REQUIRED WORK ::
Render all of the data below as a Markdown table with the columns "Row" and "Line", giving each non-blank line its own numbered row and skipping blank lines. Leave the pictures out of the table.

Coordinate annotation records
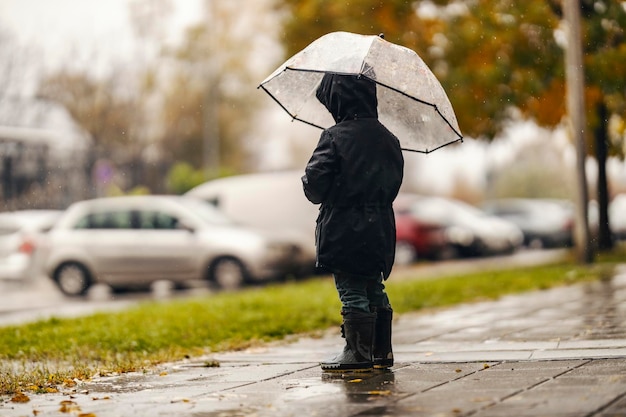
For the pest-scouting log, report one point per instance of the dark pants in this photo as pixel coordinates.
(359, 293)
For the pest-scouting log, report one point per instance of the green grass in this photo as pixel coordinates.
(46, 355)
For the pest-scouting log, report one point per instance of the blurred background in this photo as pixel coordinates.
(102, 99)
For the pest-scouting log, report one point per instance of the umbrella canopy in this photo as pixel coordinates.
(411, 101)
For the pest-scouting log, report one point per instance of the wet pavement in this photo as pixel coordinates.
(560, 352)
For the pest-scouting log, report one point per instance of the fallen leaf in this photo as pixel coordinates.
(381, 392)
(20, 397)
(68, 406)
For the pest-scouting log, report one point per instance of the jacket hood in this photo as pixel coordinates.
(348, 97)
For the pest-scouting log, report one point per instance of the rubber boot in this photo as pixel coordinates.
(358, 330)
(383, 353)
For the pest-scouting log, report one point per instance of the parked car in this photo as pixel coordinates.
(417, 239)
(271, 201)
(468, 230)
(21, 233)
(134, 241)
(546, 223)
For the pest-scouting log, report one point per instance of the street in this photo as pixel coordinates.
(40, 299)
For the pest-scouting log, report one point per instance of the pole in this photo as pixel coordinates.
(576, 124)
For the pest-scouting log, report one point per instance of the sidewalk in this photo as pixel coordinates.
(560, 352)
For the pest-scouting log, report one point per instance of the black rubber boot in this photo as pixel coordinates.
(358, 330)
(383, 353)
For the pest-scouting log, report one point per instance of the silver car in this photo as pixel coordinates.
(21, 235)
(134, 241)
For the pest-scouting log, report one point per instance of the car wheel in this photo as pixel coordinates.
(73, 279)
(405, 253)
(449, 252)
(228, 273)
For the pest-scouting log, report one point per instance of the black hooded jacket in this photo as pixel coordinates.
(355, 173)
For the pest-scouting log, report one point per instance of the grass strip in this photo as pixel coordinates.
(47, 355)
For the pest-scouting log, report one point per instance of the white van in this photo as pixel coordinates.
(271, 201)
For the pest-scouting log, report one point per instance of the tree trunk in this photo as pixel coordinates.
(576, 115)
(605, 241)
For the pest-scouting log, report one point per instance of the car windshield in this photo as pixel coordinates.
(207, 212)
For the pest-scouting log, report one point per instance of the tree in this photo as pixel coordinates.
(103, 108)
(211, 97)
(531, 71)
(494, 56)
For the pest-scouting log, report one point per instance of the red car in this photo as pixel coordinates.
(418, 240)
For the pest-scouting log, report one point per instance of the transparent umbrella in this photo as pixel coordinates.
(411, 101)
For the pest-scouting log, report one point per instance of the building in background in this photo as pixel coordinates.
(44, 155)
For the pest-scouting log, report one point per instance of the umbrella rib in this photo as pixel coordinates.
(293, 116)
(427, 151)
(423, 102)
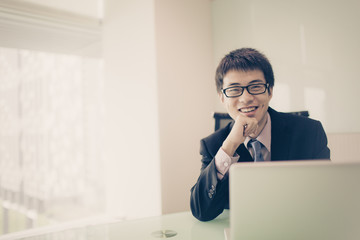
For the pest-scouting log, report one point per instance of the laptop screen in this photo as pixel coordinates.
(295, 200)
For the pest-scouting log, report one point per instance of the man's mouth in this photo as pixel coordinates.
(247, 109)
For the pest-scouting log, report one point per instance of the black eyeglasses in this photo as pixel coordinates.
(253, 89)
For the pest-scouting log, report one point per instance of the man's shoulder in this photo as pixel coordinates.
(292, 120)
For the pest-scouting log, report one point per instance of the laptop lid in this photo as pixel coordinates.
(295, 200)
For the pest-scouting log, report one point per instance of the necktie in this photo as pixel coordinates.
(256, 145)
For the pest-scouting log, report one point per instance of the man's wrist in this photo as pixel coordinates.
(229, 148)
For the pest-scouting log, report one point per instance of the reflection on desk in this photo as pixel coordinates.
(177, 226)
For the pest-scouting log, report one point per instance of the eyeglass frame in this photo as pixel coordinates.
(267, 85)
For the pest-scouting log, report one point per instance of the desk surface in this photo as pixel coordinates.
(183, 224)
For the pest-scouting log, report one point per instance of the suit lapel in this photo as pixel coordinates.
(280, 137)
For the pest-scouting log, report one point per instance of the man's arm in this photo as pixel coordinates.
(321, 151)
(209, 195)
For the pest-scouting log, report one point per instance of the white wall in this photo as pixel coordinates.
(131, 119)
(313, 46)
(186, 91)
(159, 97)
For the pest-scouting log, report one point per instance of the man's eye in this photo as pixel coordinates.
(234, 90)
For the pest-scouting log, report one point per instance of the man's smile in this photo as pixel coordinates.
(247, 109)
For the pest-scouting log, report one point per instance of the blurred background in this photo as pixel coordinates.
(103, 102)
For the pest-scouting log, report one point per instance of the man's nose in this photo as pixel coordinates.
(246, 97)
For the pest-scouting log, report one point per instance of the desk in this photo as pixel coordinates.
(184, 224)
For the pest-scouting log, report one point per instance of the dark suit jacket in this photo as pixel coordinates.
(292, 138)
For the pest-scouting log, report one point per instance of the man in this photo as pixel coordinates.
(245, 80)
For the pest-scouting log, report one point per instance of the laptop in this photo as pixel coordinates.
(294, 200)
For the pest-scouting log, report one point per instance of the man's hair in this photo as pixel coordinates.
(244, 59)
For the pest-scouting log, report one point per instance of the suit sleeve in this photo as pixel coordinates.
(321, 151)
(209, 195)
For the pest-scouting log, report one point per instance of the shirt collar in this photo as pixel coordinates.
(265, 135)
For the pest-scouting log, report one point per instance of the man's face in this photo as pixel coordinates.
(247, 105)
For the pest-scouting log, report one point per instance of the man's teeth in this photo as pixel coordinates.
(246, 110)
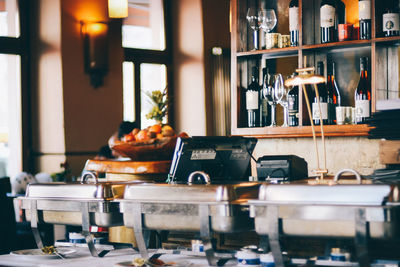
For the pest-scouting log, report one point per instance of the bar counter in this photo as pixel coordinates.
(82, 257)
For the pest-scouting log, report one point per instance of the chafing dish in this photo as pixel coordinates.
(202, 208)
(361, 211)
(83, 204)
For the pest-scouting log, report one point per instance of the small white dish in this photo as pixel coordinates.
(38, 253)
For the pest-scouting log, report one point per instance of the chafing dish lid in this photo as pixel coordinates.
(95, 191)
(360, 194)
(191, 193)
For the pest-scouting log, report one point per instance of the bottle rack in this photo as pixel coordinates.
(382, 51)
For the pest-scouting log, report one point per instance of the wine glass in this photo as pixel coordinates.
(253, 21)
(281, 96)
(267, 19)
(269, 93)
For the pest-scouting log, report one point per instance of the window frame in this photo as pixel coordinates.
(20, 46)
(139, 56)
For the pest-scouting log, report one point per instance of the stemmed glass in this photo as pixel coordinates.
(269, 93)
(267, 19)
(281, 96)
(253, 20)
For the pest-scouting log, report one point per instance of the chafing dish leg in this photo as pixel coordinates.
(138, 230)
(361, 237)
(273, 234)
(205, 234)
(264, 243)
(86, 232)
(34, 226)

RESPONSE ::
| Row | Line |
|---|---|
| 1 | For the pest-scouting log, report one point per instance of the dark pants in this photo as pixel coordinates. |
| 2 | (359, 293) |
| 3 | For the pest-scouting log, report one point per instance of the green grass in this photo as pixel coordinates. |
| 4 | (46, 355) |
| 5 | For the pest-scouting log, report one point per instance of the blurred background in this photo as pixel coordinates. |
| 6 | (102, 99) |
| 7 | For the pest-scouting log, report one point per instance of the umbrella canopy in this photo as pixel coordinates. |
| 8 | (411, 101) |
| 9 | For the pest-scouting log, report one point per instance of the wet pavement in this photo as pixel coordinates. |
| 10 | (560, 352) |
| 11 | For the pest-scouting log, report one point per instance of the fallen leaf in this photo as pixel coordinates. |
| 12 | (381, 392) |
| 13 | (20, 397) |
| 14 | (68, 406) |
| 15 | For the pest-scouting log, report one point per instance of the jacket hood in this photo as pixel coordinates. |
| 16 | (348, 97) |
| 17 | For the pest-scouting log, report one point per instance of the rubber boot in this photo as pixel coordinates. |
| 18 | (358, 330) |
| 19 | (383, 353) |
| 20 | For the pest-scouting log, report one point per instance of the parked car in this photo as pixel coordinates. |
| 21 | (417, 239) |
| 22 | (271, 201) |
| 23 | (468, 230) |
| 24 | (21, 233) |
| 25 | (134, 241) |
| 26 | (546, 223) |
| 27 | For the pest-scouting log, report one point per instance of the street in this photo as pixel coordinates. |
| 28 | (40, 299) |
| 29 | For the pest-scouting log, report one point per instance of the pole in this photo as pixel coordinates. |
| 30 | (576, 124) |
| 31 | For the pest-scouting log, report one point per instance of the sidewalk in this photo as pixel coordinates. |
| 32 | (560, 352) |
| 33 | For the pest-scouting log, report one point per instance of the black rubber boot in this photo as pixel coordinates. |
| 34 | (358, 330) |
| 35 | (383, 353) |
| 36 | For the pest-scouting log, report one point per instance of the silver car in this photo as pixel coordinates. |
| 37 | (21, 235) |
| 38 | (134, 241) |
| 39 | For the pest-scouting log, report one point per instance of the car wheel in this photo as pixel coordinates. |
| 40 | (73, 279) |
| 41 | (405, 253) |
| 42 | (449, 252) |
| 43 | (228, 273) |
| 44 | For the pest-scouting log, report one point per instance of the black hooded jacket in this photo as pixel coordinates. |
| 45 | (355, 173) |
| 46 | For the pest-scouting log, report one point per instance of the grass strip in this photo as pixel coordinates. |
| 47 | (47, 355) |
| 48 | For the pest-scouting log, report one point per instance of the white van in this photo as pixel coordinates. |
| 49 | (271, 201) |
| 50 | For the pest-scouting log, report one point per instance of the tree trunk in this photo as pixel coordinates. |
| 51 | (576, 115) |
| 52 | (605, 241) |
| 53 | For the pest-scouting log, report one point per instance of the car windshield in this photo as pixel coordinates. |
| 54 | (207, 212) |
| 55 | For the pest-scouting log, report one point per instance of the tree in this photo as pixel coordinates. |
| 56 | (103, 108) |
| 57 | (211, 97) |
| 58 | (531, 71) |
| 59 | (494, 56) |
| 60 | For the pest-scouting log, report one point per instance of the red car in this photo as pixel coordinates. |
| 61 | (418, 240) |
| 62 | For the pest-scouting log, report one point per instance of the transparent umbrella in this photo as pixel coordinates. |
| 63 | (411, 101) |
| 64 | For the pest-scouting log, report one point per instance of the building in background in this photo as pixel coordinates. |
| 65 | (44, 155) |
| 66 | For the pest-scouting log, report one point per instance of the umbrella rib in this photo as pixel coordinates. |
| 67 | (293, 116) |
| 68 | (427, 151) |
| 69 | (423, 102) |
| 70 | For the pest-scouting log, report one point per instance of the laptop screen in this photo as pixel coordinates. |
| 71 | (295, 200) |
| 72 | For the pest-scouting log, report one point per instance of the man's mouth in this photo as pixel coordinates. |
| 73 | (247, 109) |
| 74 | For the pest-scouting log, report one point per instance of the black eyeglasses in this photo as pixel coordinates. |
| 75 | (253, 89) |
| 76 | For the pest-scouting log, report one point per instance of the man's shoulder in this photo as pixel coordinates. |
| 77 | (292, 120) |
| 78 | For the pest-scouting log, report one point per instance of the laptop lid in this photo as pixel coordinates. |
| 79 | (295, 200) |
| 80 | For the pest-scouting log, report one point per instance of the necktie in this photo as pixel coordinates. |
| 81 | (256, 145) |
| 82 | For the pest-scouting log, report one point per instance of the man's wrist in this photo as pixel coordinates. |
| 83 | (229, 148) |
| 84 | For the pest-scouting log, report one point per instance of the reflection on desk in this photo as pixel coordinates. |
| 85 | (177, 226) |
| 86 | For the pest-scouting log, report one point per instance of the eyeglass frame in this photo as pixel coordinates. |
| 87 | (267, 85) |
| 88 | For the pest-scouting log, report one point per instance of the desk surface in this photo as pixel coordinates. |
| 89 | (183, 224) |
| 90 | For the pest-scouting log, report one point per instance of the suit lapel in this photo as pixel coordinates. |
| 91 | (280, 137) |
| 92 | For the pest-scouting log, report one point per instance of the man's arm in this photo as pixel coordinates. |
| 93 | (321, 151) |
| 94 | (209, 195) |
| 95 | For the pest-scouting log, report one point per instance of the white wall in this photo as pixel coordinates. |
| 96 | (131, 119) |
| 97 | (313, 46) |
| 98 | (186, 91) |
| 99 | (159, 97) |
| 100 | For the pest-scouting log, report one point per instance of the man's eye in this photo as pixel coordinates. |
| 101 | (234, 90) |
| 102 | For the pest-scouting log, report one point per instance of the man's smile in this photo as pixel coordinates. |
| 103 | (247, 109) |
| 104 | For the pest-scouting log, report one point per instance of the blurred background in this photo as pixel coordinates. |
| 105 | (103, 102) |
| 106 | For the pest-scouting log, report one point per instance of the man's nose in this photo as pixel coordinates. |
| 107 | (246, 97) |
| 108 | For the pest-scouting log, report one point per instance of the desk in this photo as pixel coordinates. |
| 109 | (184, 224) |
| 110 | For the pest-scouting log, report one point per instance of the dark suit jacket in this photo as pixel coordinates. |
| 111 | (292, 138) |
| 112 | For the pest-scouting log, report one point per instance of the man in this photo as pixel coordinates. |
| 113 | (245, 80) |
| 114 | For the pest-scouting log, report one point per instance of the laptop in this photo as pixel coordinates. |
| 115 | (294, 200) |
| 116 | For the pest-scouting log, report one point per instance of the man's hair in this photo as pixel coordinates. |
| 117 | (244, 59) |
| 118 | For the pest-scouting log, report one point per instance of the suit sleeve in this photo as pixel coordinates. |
| 119 | (321, 151) |
| 120 | (209, 195) |
| 121 | For the pest-scouting log, report one point per instance of the shirt collar in this photo as pixel coordinates. |
| 122 | (265, 135) |
| 123 | For the pest-scouting log, report one point per instance of the man's face in this photo as pixel coordinates. |
| 124 | (247, 105) |
| 125 | For the pest-scouting log, report one point per instance of the man's teeth in this photo as pixel coordinates. |
| 126 | (246, 110) |
| 127 | For the pest-scouting log, report one point per instance of the bar counter in this photo as pixel coordinates. |
| 128 | (82, 257) |
| 129 | For the pest-scouting log, report one point per instance of the chafing dish in this photo as pixel coordinates. |
| 130 | (202, 208) |
| 131 | (361, 211) |
| 132 | (83, 204) |
| 133 | For the pest-scouting log, report one point per instance of the small white dish in this photo as pixel coordinates. |
| 134 | (38, 253) |
| 135 | For the pest-scouting log, report one point per instance of the chafing dish lid in this photo as pixel coordinates. |
| 136 | (95, 191) |
| 137 | (360, 194) |
| 138 | (191, 193) |
| 139 | For the pest-scouting log, report one point per instance of the bottle rack in this photo as pixel coordinates. |
| 140 | (382, 51) |
| 141 | For the pest-scouting log, report one point per instance of the wine glass in this photo as pixel coordinates. |
| 142 | (253, 21) |
| 143 | (281, 96) |
| 144 | (267, 19) |
| 145 | (269, 93) |
| 146 | For the pest-scouting log, report one point per instance of the window frame in this photo as pixel coordinates. |
| 147 | (20, 46) |
| 148 | (139, 56) |
| 149 | For the pest-scouting log, report one point per instance of the stemmed glass in this photo as pixel coordinates. |
| 150 | (269, 93) |
| 151 | (267, 19) |
| 152 | (281, 96) |
| 153 | (253, 20) |
| 154 | For the pest-scouting log, report one point per instance of the chafing dish leg in this photo as pixel coordinates. |
| 155 | (138, 230) |
| 156 | (361, 237) |
| 157 | (273, 234) |
| 158 | (205, 234) |
| 159 | (264, 243) |
| 160 | (86, 232) |
| 161 | (34, 226) |